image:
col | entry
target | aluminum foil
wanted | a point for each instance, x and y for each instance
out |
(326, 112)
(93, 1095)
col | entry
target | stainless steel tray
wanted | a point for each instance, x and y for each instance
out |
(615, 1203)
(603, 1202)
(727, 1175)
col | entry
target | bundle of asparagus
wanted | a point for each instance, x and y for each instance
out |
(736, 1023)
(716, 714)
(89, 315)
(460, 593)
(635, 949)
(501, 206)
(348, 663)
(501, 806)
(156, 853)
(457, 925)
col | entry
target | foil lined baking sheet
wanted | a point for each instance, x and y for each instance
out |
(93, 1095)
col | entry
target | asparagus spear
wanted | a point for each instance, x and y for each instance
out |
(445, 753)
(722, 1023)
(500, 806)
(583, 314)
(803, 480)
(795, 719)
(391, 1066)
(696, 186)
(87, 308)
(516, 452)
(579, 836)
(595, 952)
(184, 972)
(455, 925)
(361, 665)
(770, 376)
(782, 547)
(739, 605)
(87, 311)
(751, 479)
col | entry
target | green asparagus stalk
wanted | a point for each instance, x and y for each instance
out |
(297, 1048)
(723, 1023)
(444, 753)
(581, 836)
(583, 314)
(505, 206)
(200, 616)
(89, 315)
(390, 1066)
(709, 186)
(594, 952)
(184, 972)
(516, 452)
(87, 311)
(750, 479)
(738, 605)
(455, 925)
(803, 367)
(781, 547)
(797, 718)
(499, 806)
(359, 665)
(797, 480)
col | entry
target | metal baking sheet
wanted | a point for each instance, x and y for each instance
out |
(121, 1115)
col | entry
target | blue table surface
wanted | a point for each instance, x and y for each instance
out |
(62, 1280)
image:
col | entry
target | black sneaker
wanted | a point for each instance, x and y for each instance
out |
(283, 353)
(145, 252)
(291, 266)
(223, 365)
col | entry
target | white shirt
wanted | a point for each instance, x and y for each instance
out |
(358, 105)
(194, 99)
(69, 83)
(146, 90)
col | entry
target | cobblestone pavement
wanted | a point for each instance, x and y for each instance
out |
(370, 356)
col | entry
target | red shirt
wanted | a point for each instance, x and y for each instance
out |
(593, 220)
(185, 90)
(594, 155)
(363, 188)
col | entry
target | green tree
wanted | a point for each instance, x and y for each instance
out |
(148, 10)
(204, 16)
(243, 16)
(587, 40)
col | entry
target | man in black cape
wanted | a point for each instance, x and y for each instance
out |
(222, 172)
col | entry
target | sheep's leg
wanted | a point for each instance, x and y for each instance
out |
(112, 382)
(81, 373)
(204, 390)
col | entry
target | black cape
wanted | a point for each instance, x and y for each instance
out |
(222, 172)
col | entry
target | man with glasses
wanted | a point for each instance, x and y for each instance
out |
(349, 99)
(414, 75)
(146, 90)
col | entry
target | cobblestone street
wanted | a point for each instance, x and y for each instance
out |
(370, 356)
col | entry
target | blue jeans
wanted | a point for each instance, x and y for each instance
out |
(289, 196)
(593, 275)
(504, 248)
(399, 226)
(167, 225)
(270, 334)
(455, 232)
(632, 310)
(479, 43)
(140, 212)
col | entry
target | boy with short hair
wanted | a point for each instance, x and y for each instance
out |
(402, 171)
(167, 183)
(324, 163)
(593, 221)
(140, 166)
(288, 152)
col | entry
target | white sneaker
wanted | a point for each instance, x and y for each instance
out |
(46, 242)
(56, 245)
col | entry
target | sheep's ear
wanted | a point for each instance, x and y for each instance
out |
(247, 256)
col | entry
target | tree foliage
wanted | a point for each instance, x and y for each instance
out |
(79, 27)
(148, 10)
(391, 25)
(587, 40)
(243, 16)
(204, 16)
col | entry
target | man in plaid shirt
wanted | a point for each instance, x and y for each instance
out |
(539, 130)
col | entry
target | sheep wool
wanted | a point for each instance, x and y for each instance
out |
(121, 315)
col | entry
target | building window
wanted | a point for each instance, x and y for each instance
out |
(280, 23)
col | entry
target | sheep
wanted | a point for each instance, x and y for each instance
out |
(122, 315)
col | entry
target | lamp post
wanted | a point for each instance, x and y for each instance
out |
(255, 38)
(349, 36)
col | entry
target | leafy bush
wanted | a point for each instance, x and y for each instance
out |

§ Instructions to follow
List each line of the listing above that contains the word "cape".

§ Finished task
target | man in black cape
target | black cape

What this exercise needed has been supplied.